What needs to be done: Print the entries that appear below, exactly as written and without their pictures.

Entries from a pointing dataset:
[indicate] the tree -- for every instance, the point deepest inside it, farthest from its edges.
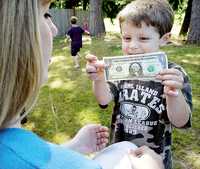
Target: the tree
(194, 29)
(96, 24)
(186, 20)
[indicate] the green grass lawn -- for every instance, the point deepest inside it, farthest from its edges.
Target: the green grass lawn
(66, 102)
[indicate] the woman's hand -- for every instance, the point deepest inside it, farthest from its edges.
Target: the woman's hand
(145, 158)
(89, 139)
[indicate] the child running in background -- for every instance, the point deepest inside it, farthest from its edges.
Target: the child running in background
(145, 26)
(75, 33)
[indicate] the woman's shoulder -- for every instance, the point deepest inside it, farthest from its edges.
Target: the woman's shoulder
(29, 150)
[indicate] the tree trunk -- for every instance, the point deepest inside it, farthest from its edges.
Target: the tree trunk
(194, 30)
(186, 21)
(97, 27)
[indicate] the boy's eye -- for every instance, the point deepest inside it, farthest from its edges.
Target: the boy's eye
(126, 38)
(47, 15)
(144, 38)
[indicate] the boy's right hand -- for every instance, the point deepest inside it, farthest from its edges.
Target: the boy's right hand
(95, 68)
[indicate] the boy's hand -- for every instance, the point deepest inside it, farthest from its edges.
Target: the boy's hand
(172, 79)
(145, 158)
(94, 68)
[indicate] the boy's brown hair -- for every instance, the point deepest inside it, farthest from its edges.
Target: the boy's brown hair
(157, 13)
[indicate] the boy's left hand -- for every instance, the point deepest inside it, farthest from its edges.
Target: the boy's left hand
(172, 79)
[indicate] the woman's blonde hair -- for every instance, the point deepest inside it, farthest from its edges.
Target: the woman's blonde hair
(20, 57)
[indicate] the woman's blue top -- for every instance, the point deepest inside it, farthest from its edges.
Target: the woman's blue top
(22, 149)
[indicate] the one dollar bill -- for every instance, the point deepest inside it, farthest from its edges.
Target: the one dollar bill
(131, 67)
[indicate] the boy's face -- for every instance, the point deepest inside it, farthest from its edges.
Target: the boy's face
(139, 40)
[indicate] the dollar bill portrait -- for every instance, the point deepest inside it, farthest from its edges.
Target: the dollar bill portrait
(135, 69)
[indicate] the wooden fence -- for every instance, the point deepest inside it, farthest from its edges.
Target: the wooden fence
(61, 18)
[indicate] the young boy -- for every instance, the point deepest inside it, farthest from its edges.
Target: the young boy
(75, 33)
(145, 26)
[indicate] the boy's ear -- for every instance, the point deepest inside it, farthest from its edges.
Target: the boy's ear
(165, 39)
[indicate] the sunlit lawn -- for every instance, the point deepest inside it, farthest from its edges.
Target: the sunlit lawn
(66, 102)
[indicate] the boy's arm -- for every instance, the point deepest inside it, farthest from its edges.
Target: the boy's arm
(102, 92)
(178, 109)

Written response:
[indicate] the tree -- for every instance, the point deepest inside it, farthest from its edges.
Target: the tree
(194, 29)
(96, 24)
(186, 20)
[indicate] the green grass lawn -- for every instance, the point deepest inside it, farthest from its edges.
Target: the green grass lawn
(66, 102)
[indicate] the woman's hand -- for every instance, the point deepest inside it, farthest from its edges.
Target: the woman's hand
(145, 158)
(89, 139)
[indicate] the child running in background -- for every instance, the point deepest inside it, farthest from its edges.
Target: the child running in background
(145, 26)
(75, 33)
[indicate] the woman's shoulder -- for every instance, the point deepest inside it, farthest from its edges.
Target: the woman's shoulder
(29, 150)
[indicate] the tree trunk -- for every instance, the point deepest inside it, farthest from its edges.
Target: the tree trunk
(194, 30)
(186, 21)
(97, 27)
[indicate] the boy's eye -- for every instance, the point deepest inside it, farthest from its edges.
Target: the boy's eye
(126, 38)
(47, 15)
(144, 38)
[indicate] the boy's right hand -- for every instance, the point deepest inside it, farthest from its edges.
Target: the boy's right hand
(95, 68)
[indicate] the boy's hand -- for every instance, the point deepest inside it, farthest from its edges.
Target: the boy's hand
(172, 79)
(145, 158)
(94, 68)
[indicate] the boy's brown hair -- for every instance, the point deepest inside it, farthest from its edges.
Target: the boy's brown hair
(157, 13)
[indicate] the boy's left hand -- for every instance, the point deepest inside it, farthest from its edges.
Target: the boy's left hand
(172, 79)
[indicate] the woman's blonde hair -- for every instance, the point deepest inside it, farthest from its edges.
Target: the woman's blonde hair
(20, 57)
[indicate] the woman's blue top -- for every instance, the point deepest inside it, farthest from its edges.
Target: the woman's blue top
(22, 149)
[indicate] the one dollar bill -- for every instance, the point deepest inside it, farthest from its edges.
Target: the one dollar bill
(131, 67)
[indicate] the boy's face -- for every instance, the point deepest inside it, farthest from its edges.
Target: the boy's face
(139, 40)
[indicate] the dollar bill portrait -- for every instance, the point deepest inside it, farthest from its edges.
Target: the dollar bill portrait
(135, 69)
[indicate] the wooden fence -- for every instance, the point deepest inside it, farthest from its edges.
Target: the wooden fence
(61, 18)
[indicate] the young boy -- for every instance, the point deepest inside it, farthest from its edges.
Target: the young boy
(75, 33)
(145, 26)
[indicate] the boy's ear -- for every instance, the point deepest inside it, farthest from its edges.
Target: the boy's ear
(165, 39)
[indicate] the sunlit lawn -- for every instance, the point deepest inside it, farthest from its edges.
Target: the sunlit lawn
(66, 102)
[indicate] the boy's arm -- for every instance, the point deepest inside it, farthest from its edges.
Target: the boy's arm
(102, 92)
(178, 109)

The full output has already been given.